Entries shown:

────────────────────

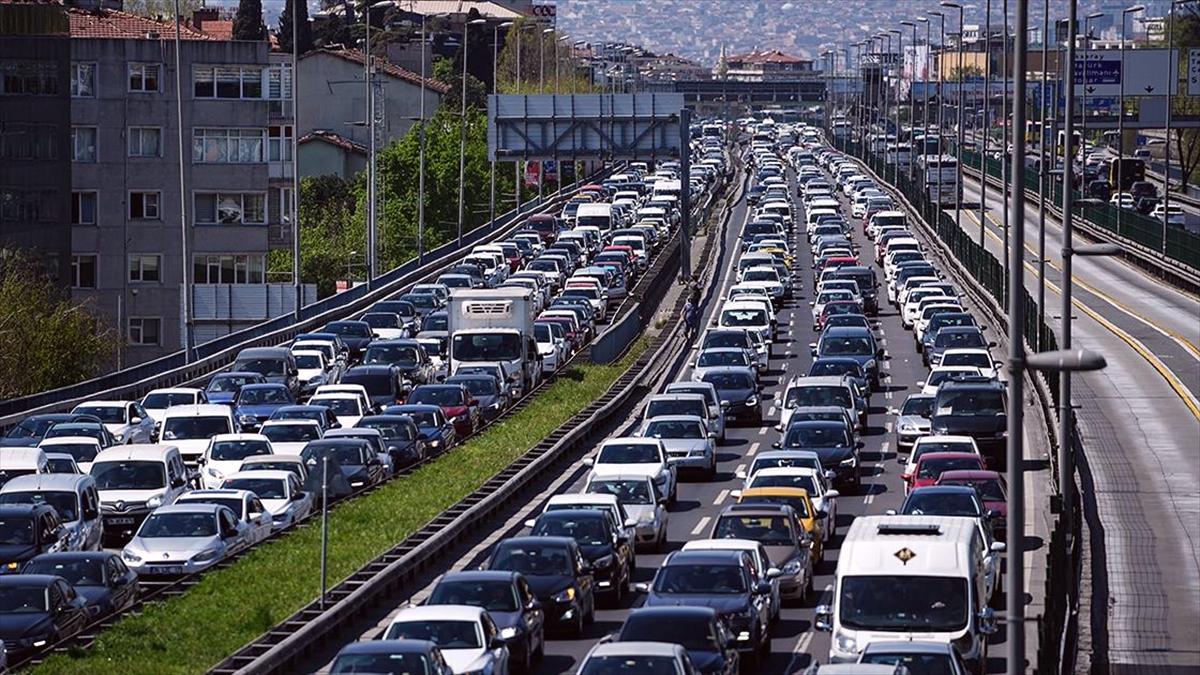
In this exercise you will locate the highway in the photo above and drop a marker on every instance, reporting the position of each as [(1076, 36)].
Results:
[(795, 641), (1140, 430)]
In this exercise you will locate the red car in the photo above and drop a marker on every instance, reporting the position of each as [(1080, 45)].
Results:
[(931, 465), (993, 493), (456, 402)]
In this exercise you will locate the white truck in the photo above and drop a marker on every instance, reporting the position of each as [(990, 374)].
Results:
[(495, 326), (940, 175)]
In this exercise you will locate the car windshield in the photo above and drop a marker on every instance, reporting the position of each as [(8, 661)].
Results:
[(941, 503), (817, 395), (493, 595), (238, 451), (934, 467), (629, 453), (712, 358), (23, 599), (400, 354), (382, 664), (181, 428), (816, 436), (291, 432), (268, 368), (165, 400), (162, 525), (442, 396), (64, 502), (702, 579), (936, 604), (972, 404), (445, 634), (486, 346), (675, 429), (768, 530), (834, 346), (265, 488), (108, 414), (130, 475)]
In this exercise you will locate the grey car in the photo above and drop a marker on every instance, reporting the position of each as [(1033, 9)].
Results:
[(689, 443)]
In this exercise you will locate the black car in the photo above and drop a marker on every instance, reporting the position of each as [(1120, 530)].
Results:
[(557, 574), (509, 599), (357, 335), (27, 531), (976, 407), (101, 578), (697, 629), (401, 437), (31, 430), (37, 610), (603, 544)]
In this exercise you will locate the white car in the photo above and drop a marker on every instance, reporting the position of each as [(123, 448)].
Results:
[(253, 519), (467, 635), (281, 491), (647, 457), (226, 453)]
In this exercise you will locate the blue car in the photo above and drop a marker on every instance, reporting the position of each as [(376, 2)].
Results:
[(255, 404), (432, 424)]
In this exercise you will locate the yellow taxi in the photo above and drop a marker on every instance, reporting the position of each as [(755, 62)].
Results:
[(797, 499)]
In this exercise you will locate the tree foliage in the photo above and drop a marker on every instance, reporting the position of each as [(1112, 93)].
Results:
[(49, 341)]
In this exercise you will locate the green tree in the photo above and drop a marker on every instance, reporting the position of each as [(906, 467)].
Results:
[(247, 23), (304, 37), (49, 341)]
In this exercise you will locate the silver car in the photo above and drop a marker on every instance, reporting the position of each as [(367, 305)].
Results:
[(689, 443), (184, 538)]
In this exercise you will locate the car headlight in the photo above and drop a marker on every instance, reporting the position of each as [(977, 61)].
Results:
[(205, 555)]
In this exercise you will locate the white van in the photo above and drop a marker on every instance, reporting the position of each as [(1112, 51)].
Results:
[(904, 578)]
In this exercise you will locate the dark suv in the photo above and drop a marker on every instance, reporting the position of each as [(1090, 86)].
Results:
[(976, 407)]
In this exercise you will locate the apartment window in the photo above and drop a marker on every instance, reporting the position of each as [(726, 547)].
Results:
[(144, 205), (227, 145), (144, 77), (144, 268), (144, 330), (227, 82), (83, 81), (228, 268), (145, 141), (279, 143), (83, 143), (31, 78), (231, 208), (83, 208), (83, 270)]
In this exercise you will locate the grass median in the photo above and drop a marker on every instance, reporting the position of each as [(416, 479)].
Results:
[(231, 607)]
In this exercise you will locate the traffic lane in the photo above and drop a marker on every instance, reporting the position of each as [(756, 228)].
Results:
[(1141, 308)]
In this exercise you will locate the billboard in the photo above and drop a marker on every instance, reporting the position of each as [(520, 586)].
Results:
[(1139, 72)]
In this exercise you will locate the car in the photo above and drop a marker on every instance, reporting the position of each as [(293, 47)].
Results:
[(786, 542), (604, 545), (721, 580), (106, 584), (126, 420), (179, 539), (509, 602), (467, 635), (916, 657), (253, 519), (39, 610), (636, 455), (390, 657)]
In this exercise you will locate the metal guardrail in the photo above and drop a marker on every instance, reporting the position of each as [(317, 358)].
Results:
[(173, 369)]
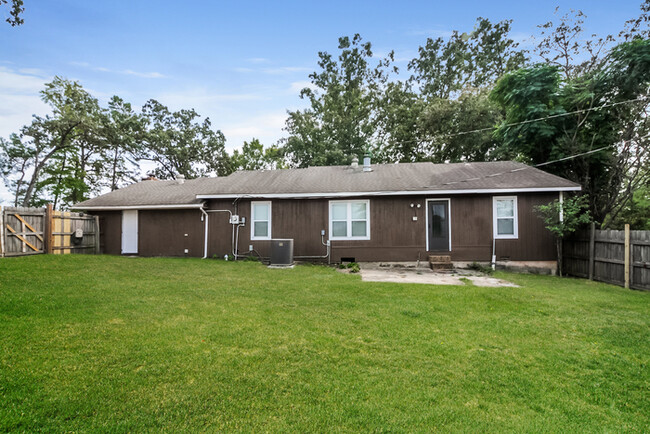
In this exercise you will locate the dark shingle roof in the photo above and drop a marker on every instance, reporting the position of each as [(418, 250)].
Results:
[(384, 178), (149, 193)]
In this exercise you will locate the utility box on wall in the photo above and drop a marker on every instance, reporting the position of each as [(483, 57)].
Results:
[(282, 252)]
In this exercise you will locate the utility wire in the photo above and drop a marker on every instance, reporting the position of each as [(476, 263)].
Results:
[(529, 121), (559, 115), (542, 164)]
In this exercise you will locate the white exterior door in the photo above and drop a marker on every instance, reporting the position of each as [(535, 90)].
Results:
[(130, 232)]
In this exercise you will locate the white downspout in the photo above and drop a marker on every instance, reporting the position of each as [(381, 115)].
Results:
[(205, 241)]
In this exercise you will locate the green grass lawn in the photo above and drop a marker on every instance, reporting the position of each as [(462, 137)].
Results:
[(101, 343)]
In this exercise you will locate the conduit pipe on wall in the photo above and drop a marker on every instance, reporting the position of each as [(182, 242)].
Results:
[(326, 256), (232, 242), (205, 241)]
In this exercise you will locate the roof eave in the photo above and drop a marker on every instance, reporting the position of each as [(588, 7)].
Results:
[(138, 207), (391, 193)]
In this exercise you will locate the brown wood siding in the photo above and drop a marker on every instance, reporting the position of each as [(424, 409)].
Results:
[(471, 228), (170, 232), (394, 236), (110, 224)]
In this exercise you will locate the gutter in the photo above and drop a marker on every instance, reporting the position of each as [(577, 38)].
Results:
[(137, 207), (389, 193)]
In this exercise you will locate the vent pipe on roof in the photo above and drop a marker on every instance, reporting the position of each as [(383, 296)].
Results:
[(366, 162)]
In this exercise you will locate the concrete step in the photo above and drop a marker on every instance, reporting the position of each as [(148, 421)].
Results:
[(439, 266)]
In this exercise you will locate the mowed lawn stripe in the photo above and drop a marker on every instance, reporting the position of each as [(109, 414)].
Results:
[(143, 344)]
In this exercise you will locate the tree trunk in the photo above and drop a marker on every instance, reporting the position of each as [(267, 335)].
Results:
[(559, 256)]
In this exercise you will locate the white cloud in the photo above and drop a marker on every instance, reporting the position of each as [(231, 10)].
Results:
[(124, 71), (143, 74), (267, 127), (258, 60), (203, 100), (19, 93), (19, 97), (285, 69), (431, 33)]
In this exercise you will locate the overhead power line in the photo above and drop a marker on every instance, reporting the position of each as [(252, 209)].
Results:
[(559, 115)]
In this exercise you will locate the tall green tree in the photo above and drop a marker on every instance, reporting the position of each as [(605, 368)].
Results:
[(341, 121), (254, 156), (583, 111), (447, 67), (178, 143), (47, 138)]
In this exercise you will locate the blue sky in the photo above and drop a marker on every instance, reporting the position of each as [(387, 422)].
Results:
[(240, 63)]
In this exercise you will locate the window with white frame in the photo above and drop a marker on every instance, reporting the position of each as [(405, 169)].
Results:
[(260, 220), (350, 220), (504, 210)]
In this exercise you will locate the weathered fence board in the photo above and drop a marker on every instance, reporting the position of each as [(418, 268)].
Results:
[(65, 225), (23, 231), (30, 231), (601, 255)]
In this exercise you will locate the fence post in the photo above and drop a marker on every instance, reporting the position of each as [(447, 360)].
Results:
[(627, 256), (97, 235), (49, 239), (592, 249), (2, 234)]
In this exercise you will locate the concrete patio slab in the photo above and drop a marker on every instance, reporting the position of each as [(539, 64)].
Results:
[(375, 272)]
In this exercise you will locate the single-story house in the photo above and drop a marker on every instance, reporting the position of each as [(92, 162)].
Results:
[(378, 212)]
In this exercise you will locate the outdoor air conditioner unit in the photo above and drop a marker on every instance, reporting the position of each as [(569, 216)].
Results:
[(281, 253)]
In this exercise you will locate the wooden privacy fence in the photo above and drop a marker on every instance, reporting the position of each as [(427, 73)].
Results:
[(30, 231), (618, 257)]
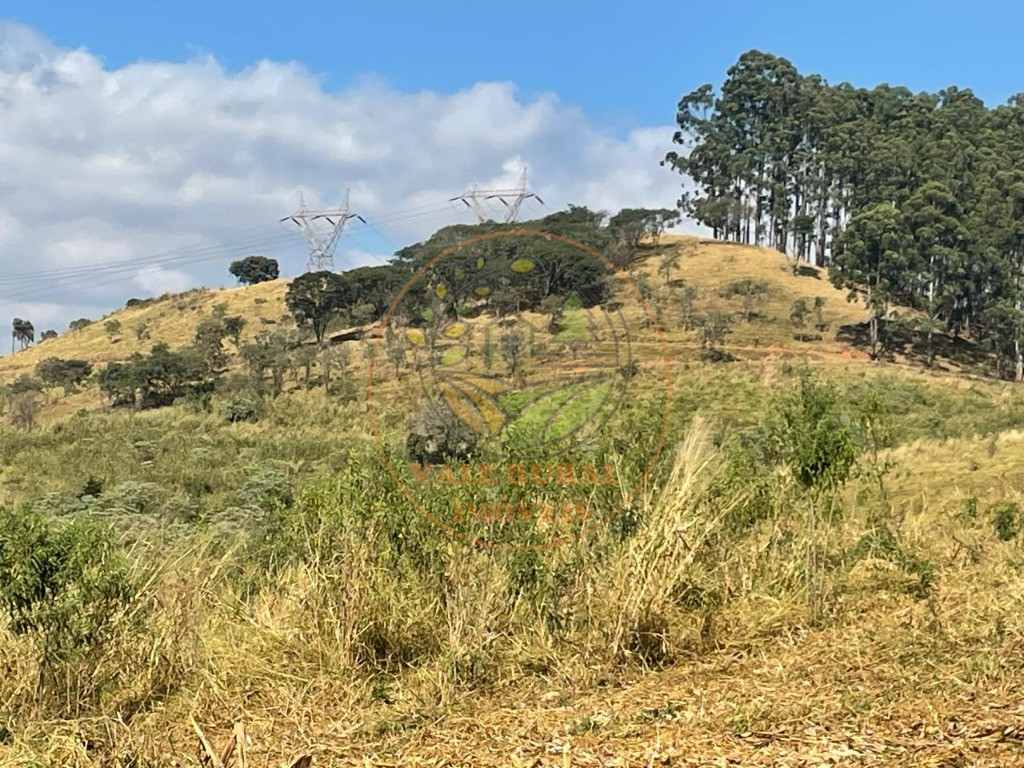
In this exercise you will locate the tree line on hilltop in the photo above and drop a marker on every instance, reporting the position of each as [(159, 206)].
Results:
[(908, 198)]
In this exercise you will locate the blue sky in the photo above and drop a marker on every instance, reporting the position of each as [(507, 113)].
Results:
[(625, 62), (131, 129)]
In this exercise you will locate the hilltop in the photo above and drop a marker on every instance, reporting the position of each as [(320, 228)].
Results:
[(286, 582)]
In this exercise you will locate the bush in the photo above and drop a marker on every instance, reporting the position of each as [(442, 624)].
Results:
[(1007, 520), (65, 583), (266, 487), (237, 410), (436, 436)]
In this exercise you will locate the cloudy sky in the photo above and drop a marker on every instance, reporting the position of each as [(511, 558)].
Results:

────────────────────

About this task: If a line in the records includes the string "grass", copy it.

Answer section:
In this exercise you will locate the grass median in the photo above and drop a marker on every instance, reporting the position of each as [(416, 479)].
In this exercise you will locate the green grass lawn in the photo above and drop a marker on every instance, reporting the position of each as [(462, 137)].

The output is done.